» **Consigne écrite 1**: Imprimez tel quel, du début à la fin, l’extrait ci-dessous sur Thérèse d’Avila.

» **Extrait à lire**:
►

L’eau est aussi celle qui lave et purifie et l’eau sur laquelle nous méditons, celle de la conversion. La vie de Thérèse d’Avila est une aventure de conversion, de découverte existentielle de la miséricorde du Seigneur et d’un ajustement toujours plus profond à la volonté de Dieu. Thérèse est pour cela marquée par un sens aigu du primat de l’action de Dieu dans notre vie sans pour autant négliger la nôtre. La vie chrétienne se joue dans une synergie subtile que Thérèse résume ainsi : « faire le peu qui dépend de nous. »

Pour cela, elle n’aura de cesse de chanter la miséricorde à l’œuvre dans sa vie dont les limites ne sont que celles qu’y met notre manque de confiance. Pour cela, Thérèse insistera sur les moyens nécessaires pour laisser agir la miséricorde. « Oraison et mollesse ne vont pas bien ensemble ». Et de préciser une triade de vertus : l’amour fraternel, l’humilité et le détachement. Libre pour aimer, dire oui et rendre grâce, voilà la condition d’une vie donnée au Seigneur : tel est aussi le message de Thérèse.

◄

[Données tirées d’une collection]
►

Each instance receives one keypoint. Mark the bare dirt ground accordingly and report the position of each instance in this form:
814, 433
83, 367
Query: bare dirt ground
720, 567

◄

» **Consigne écrite 2**: Comptez les lignes des enregistrements ci-dessus qui contiennent la chaîne « bare », en respectant la casse. Donnez uniquement ce nombre.

» **Réponse attendue 1**:
L’eau est aussi celle qui lave et purifie et l’eau sur laquelle nous méditons, celle de la conversion. La vie de Thérèse d’Avila est une aventure de conversion, de découverte existentielle de la miséricorde du Seigneur et d’un ajustement toujours plus profond à la volonté de Dieu. Thérèse est pour cela marquée par un sens aigu du primat de l’action de Dieu dans notre vie sans pour autant négliger la nôtre. La vie chrétienne se joue dans une synergie subtile que Thérèse résume ainsi : « faire le peu qui dépend de nous. »

Pour cela, elle n’aura de cesse de chanter la miséricorde à l’œuvre dans sa vie dont les limites ne sont que celles qu’y met notre manque de confiance. Pour cela, Thérèse insistera sur les moyens nécessaires pour laisser agir la miséricorde. « Oraison et mollesse ne vont pas bien ensemble ». Et de préciser une triade de vertus : l’amour fraternel, l’humilité et le détachement. Libre pour aimer, dire oui et rendre grâce, voilà la condition d’une vie donnée au Seigneur : tel est aussi le message de Thérèse.

» **Réponse attendue 2**: 2